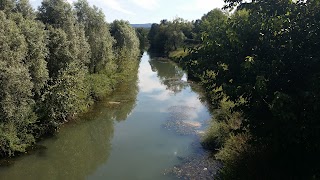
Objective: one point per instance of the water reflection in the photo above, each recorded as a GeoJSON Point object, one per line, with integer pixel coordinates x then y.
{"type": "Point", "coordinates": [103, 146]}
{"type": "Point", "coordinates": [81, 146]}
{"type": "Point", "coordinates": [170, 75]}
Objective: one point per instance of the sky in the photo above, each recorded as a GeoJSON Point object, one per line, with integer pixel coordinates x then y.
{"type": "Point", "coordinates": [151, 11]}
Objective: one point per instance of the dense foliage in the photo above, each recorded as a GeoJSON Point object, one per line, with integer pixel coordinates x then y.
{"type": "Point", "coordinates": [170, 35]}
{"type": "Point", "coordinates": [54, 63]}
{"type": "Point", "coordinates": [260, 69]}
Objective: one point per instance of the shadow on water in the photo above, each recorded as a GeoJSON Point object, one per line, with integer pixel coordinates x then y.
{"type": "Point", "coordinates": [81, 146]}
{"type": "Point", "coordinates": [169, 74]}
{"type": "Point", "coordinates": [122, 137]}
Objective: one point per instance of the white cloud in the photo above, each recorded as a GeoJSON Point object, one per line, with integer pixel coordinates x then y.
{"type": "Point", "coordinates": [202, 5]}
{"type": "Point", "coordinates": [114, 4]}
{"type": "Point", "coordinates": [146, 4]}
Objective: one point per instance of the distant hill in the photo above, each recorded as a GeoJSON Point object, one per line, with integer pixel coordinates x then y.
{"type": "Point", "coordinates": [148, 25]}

+++

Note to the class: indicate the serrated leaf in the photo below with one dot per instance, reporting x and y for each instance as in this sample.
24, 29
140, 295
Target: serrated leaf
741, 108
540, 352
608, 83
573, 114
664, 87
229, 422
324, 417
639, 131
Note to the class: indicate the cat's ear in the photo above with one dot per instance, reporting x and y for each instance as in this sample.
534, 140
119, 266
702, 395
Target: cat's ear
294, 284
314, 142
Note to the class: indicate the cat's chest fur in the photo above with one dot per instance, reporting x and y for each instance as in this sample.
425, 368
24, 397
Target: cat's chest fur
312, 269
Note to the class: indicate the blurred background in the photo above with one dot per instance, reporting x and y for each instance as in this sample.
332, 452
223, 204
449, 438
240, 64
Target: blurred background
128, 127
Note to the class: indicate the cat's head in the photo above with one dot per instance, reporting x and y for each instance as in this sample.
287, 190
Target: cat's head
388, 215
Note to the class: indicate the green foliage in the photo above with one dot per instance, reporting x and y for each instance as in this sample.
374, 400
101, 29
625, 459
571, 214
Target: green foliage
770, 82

+++

--- What is expected ---
Please pull out every line in the entries above that contains the word "Target", and copy each of those lines in full. Case counts, so a line qualifies only if the capitalization matches.

--- Final answer ---
Target: serrated leaf
Target: cat's ear
Target: cat's chest fur
Target: blurred background
Target: cat's head
Target: green foliage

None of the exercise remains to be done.